> [What needs to be done]
The lines to be copied run from the one containing "Locate the metal" to the end of the material below; reproduce them exactly, including both ends, and nothing more.

> [Record excerpts]

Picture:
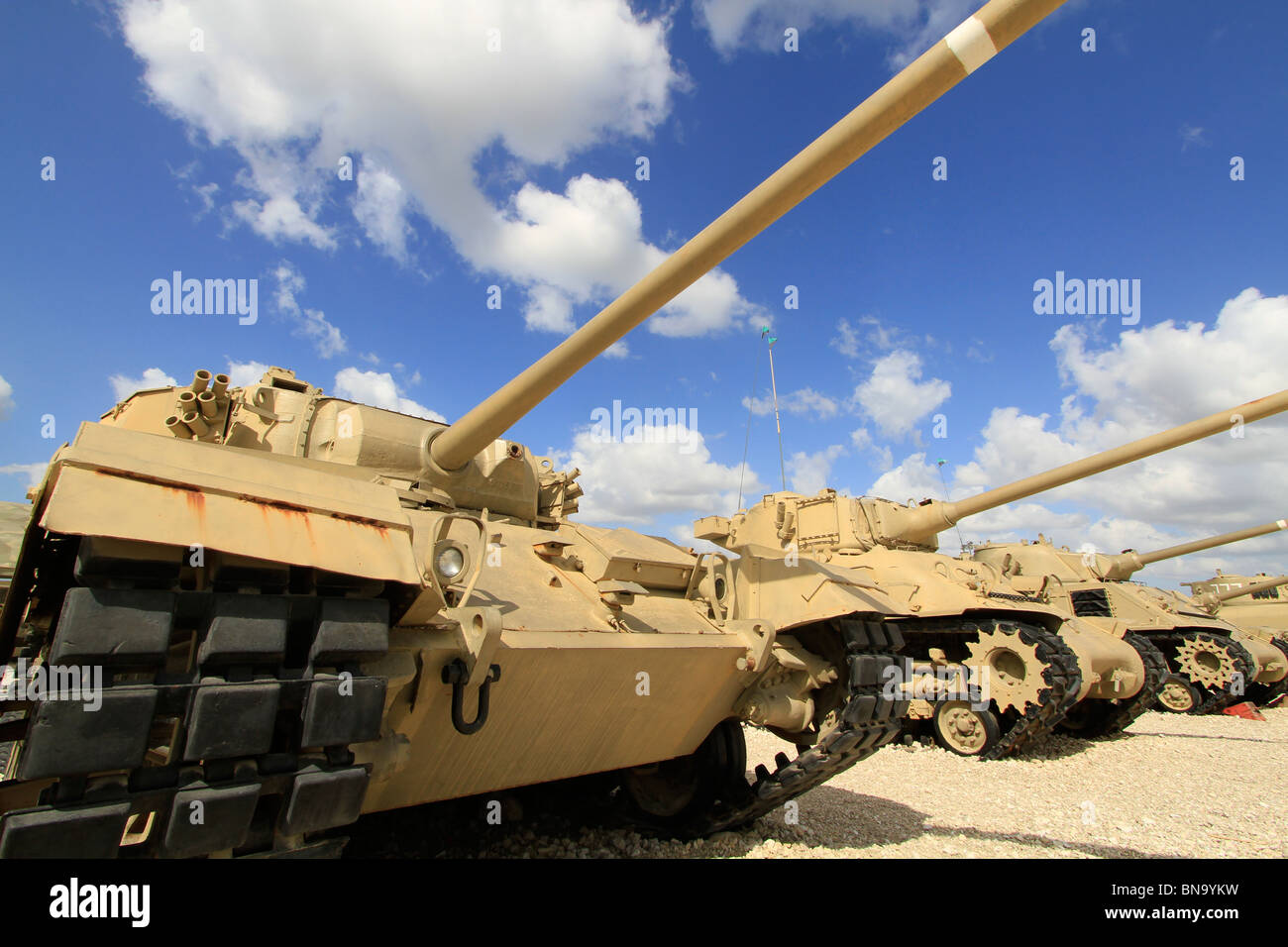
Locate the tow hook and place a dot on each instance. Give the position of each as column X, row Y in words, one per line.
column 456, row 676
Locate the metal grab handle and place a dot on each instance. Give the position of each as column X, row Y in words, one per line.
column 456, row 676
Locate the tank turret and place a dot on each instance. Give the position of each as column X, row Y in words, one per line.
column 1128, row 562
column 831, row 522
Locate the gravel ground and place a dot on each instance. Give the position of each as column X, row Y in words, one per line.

> [Full answer]
Locate the metal grab handle and place a dot on each instance. Give the position of each as column X, row Y in words, one per line.
column 456, row 676
Locate the tank turret and place a dot on each instance. Give the position of each as column X, row Y in words, one per line.
column 1128, row 562
column 831, row 522
Locate the gravel ground and place a dot on each instance. Give the position of each as column X, row Y in words, one per line.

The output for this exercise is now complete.